Set down the data below without change, skipping the pictures it holds.

Extracted records:
-- Opening Marker --
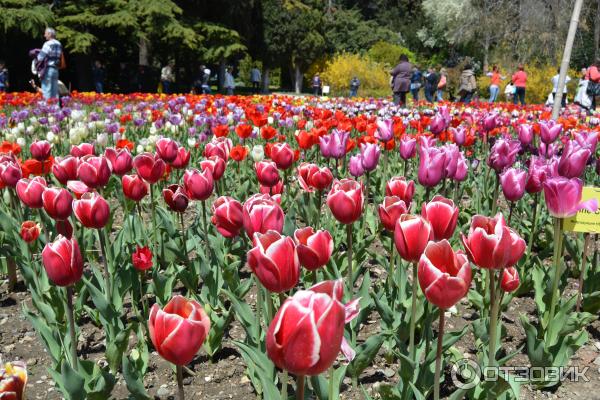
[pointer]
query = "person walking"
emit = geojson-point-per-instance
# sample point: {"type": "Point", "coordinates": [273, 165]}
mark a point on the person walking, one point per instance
-- Closing Marker --
Written solution:
[pointer]
query = "person walking"
emit = geojson-point-per-instance
# sample point: {"type": "Point", "coordinates": [273, 165]}
mark a point on the person walking, one point per instance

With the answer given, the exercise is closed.